▶ _GIVEN PASSAGE_:

In order to investigate bacterial genomes, by IGtools software [3, 6] we computed statistical indices and specific genomic dictionaries, containing spectral segments and RES [4], and we visualize genome similarity by matrices reporting the normalized Jaccard index. These concepts are detailed in the following of this section.

3.1 Theoretical Background

Genomes are formalized by long strings over the alphabet \(\varGamma =\{a,c,g,t\}\). In this framework, words, dictionaries and distributions are key instruments to represent genomes. Dictionary \(D_k\) collects all distinct k-mers of a string, and it may be split into two disjoint dictionaries: \(H_k\) the set of words appearing exactly once (hapaxes [6]) and \(R_k\) the set of words appearing more than once (repeats). Dictionary \(F_k\) collects forbidden k-mers, all those k-long words generated from the same alphabet that do not appear in the genome. Of course, by definition, \(D_{k} = H_{k} \cup R_{k}\) and \(\varGamma ^{k} = D_{k} \cup F_{k}\).

A genome G is often represented by the distribution of k-mers within it. Among the others [11, 17], here we recall the k-spectrum distribution, where each k-mer \(\alpha \) of \(D_k\) is associated to its multiplicity \(multG (\alpha )\) (i.e., the number of times it occurs in the genome). The k-spectrum of a genome G is defined as

$$ Spec_{k} (G)=\{ (\alpha ,multG (\alpha ))| \alpha \in D_{k}\}.$$

Two k-mers of a couple \((\alpha ,\beta )\) from \(D_k \times D_k\) are k-concatenated if the (\(k-1\))-length suffix of \(\alpha \) equals the (\(k-1\))-length prefix of \(\beta \). Given \(\alpha =x\gamma \) and \(\beta =\gamma y\), where x and y belong to \(\varGamma \), there is a right elongation of \(\alpha \) by the symbol y, resulting in \(\alpha y\). If only one k-mer \(\beta \) elongates \(\alpha \) along the genome, just one possible symbol y follows \(\alpha \) and then the k-mer \(\alpha \) is a RES (uniquely right-extendable string).

To assemble spectral segments, RES are iteratively concatenated, until more than one distinct k-mer of the spectrum competes for concatenation. In [4] some procedures were proposed to construct spectral segments, as words whose factors of length k are all RES, each occurring at most as many times as it does on the genome G. This constrain naturally reduces the number of different resulting spectral segments. However, it does not guarantee that they occur in the original genome.

A spectral segment is constructed by k-concatenation (that is, along with an overlap long \(k-1\)) of \(RES_k\) (which are collected in the dictionary \(U_{k}\)). It is elongated to the right until there are no more distinct \(RES_k\) capable of doing so or the multiplicity of them runs out. Hence, spectral segments are defined as maximally uniquely elongated strings from \(RES_k\). All these spectral segments of variable length are collected in \(Sp_k\).

As final remarks, we may point out that RES is a stronger concept than hapax, and that the concept of k-spectrum is behind the construction of spectral segments. Indeed, an hapax is univocally elongated over the genome since it occurs once, while RES is elongated by the same symbol in its multiple occurrences, and spectral segments are constructed consistently to the multiplicity of each k-mer in the spectrum, by means of k-concatenation.

▶ _INSTRUCTIONS FOR THE TASK_:
Using the passage on bacterial genome analysis, explain why spectral segments are defined as maximally uniquely elongated strings from RES_k.

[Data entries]
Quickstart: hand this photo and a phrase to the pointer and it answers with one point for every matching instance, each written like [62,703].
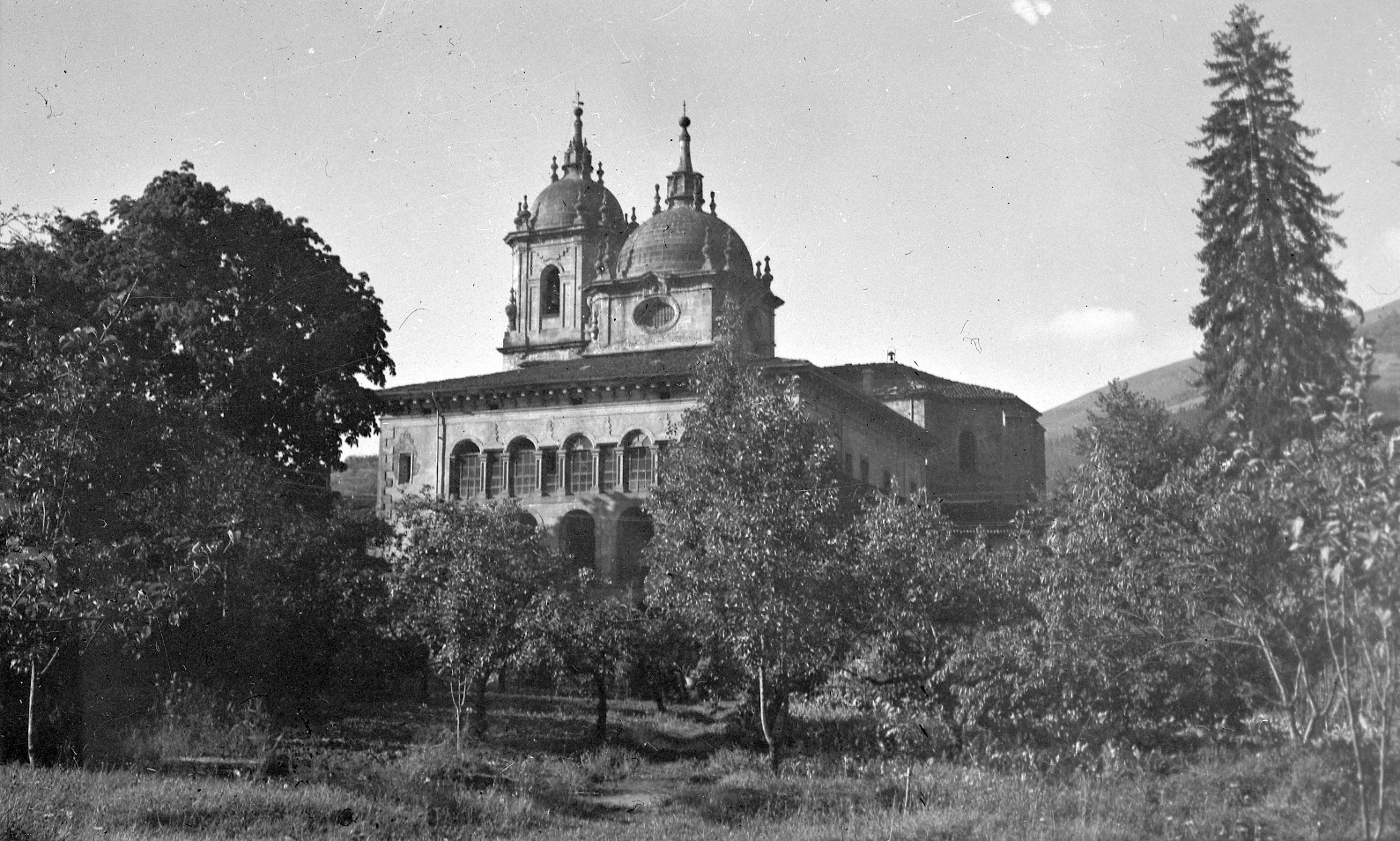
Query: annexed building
[605,321]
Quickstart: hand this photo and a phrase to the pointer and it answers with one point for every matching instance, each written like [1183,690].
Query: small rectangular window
[580,472]
[549,472]
[494,475]
[637,468]
[470,475]
[522,473]
[608,467]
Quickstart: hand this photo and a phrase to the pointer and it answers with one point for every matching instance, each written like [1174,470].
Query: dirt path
[648,789]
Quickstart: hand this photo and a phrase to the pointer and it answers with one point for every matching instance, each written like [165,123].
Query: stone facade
[605,320]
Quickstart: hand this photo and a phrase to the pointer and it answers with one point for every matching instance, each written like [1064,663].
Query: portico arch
[634,532]
[579,539]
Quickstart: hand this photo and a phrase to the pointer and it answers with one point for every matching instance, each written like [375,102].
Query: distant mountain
[1172,386]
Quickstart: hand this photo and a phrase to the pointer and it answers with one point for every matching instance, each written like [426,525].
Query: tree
[463,581]
[1136,435]
[228,304]
[930,593]
[1274,313]
[143,358]
[1110,622]
[749,534]
[579,629]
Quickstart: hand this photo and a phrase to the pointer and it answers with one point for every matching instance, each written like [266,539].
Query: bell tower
[559,247]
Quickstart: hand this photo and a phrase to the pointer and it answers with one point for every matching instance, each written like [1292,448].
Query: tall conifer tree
[1274,313]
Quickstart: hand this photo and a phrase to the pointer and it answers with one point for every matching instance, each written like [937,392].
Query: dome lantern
[685,185]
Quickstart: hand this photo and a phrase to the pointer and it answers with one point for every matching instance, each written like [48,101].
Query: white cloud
[1031,10]
[1093,323]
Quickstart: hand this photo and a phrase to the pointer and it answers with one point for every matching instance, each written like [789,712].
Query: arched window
[465,477]
[551,296]
[522,460]
[637,465]
[579,465]
[967,451]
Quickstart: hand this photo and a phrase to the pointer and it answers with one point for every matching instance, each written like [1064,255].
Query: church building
[605,320]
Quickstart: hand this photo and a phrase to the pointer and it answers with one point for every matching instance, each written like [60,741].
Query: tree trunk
[479,708]
[33,687]
[769,725]
[601,687]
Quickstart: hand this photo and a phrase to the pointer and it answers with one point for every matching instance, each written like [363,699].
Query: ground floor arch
[579,539]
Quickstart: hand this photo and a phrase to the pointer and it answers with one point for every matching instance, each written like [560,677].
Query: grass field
[395,772]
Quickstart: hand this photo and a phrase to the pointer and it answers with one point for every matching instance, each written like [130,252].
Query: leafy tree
[1119,632]
[1330,608]
[146,361]
[228,306]
[929,593]
[463,581]
[580,629]
[1274,313]
[1136,435]
[749,534]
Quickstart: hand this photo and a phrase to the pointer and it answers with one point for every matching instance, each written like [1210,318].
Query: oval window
[656,313]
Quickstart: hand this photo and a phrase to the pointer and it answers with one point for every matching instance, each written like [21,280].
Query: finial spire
[685,142]
[577,159]
[685,185]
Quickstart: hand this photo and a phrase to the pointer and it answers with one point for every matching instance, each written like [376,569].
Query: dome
[681,242]
[559,204]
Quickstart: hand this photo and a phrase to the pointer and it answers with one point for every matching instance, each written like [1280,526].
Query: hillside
[1172,386]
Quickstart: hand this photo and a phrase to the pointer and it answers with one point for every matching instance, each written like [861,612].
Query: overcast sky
[997,191]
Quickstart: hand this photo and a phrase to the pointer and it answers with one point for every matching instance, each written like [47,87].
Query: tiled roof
[895,380]
[573,372]
[643,366]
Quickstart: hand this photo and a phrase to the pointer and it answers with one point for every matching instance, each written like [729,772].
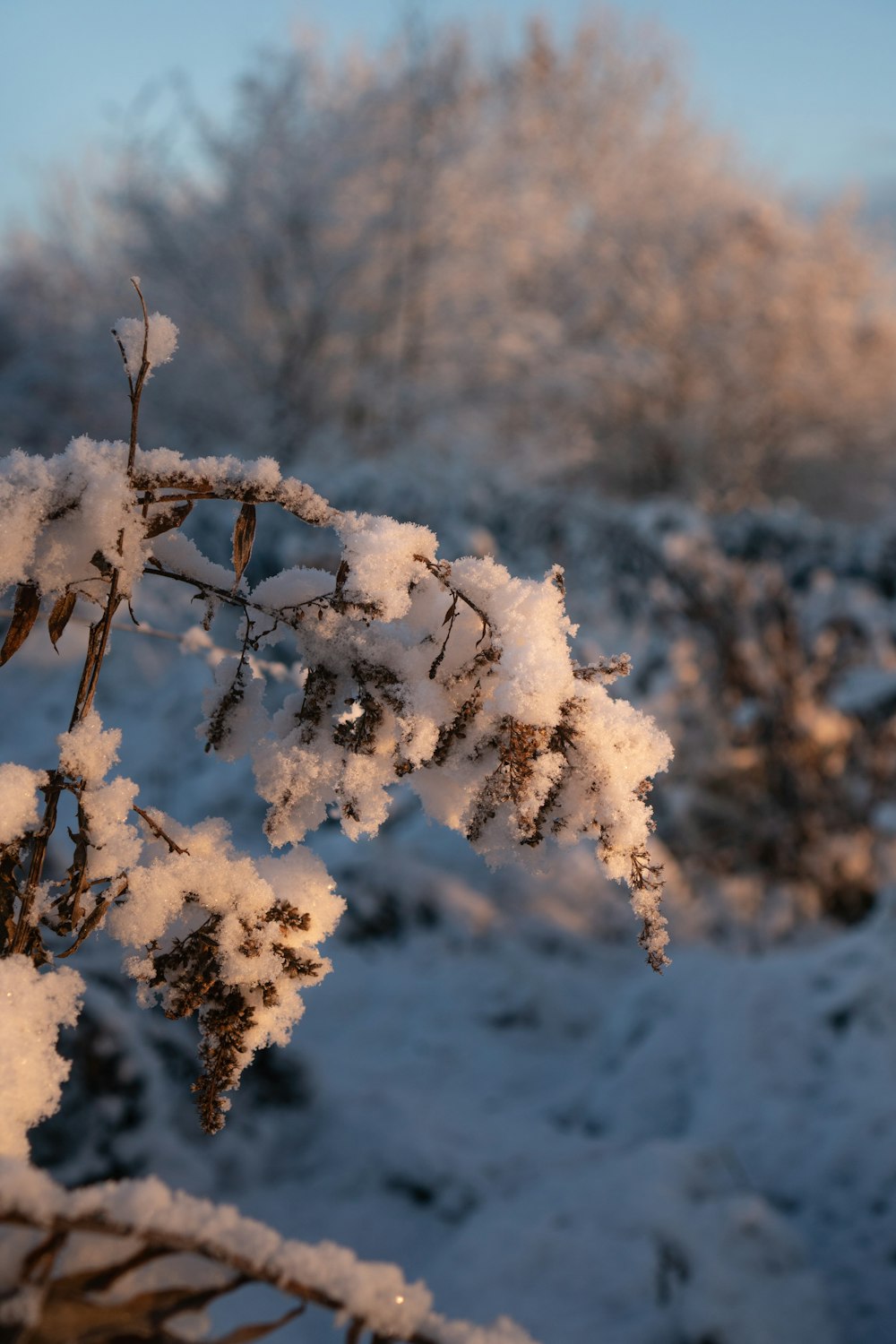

▶ _SOLUTION TO THIS PROBLEM_:
A spectral segment is built by k-concatenating RES_k, each overlapping the next by k−1 symbols. It keeps growing to the right until no more distinct RES_k can extend it or their multiplicity runs out. So each segment is extended as far as unique elongation allows.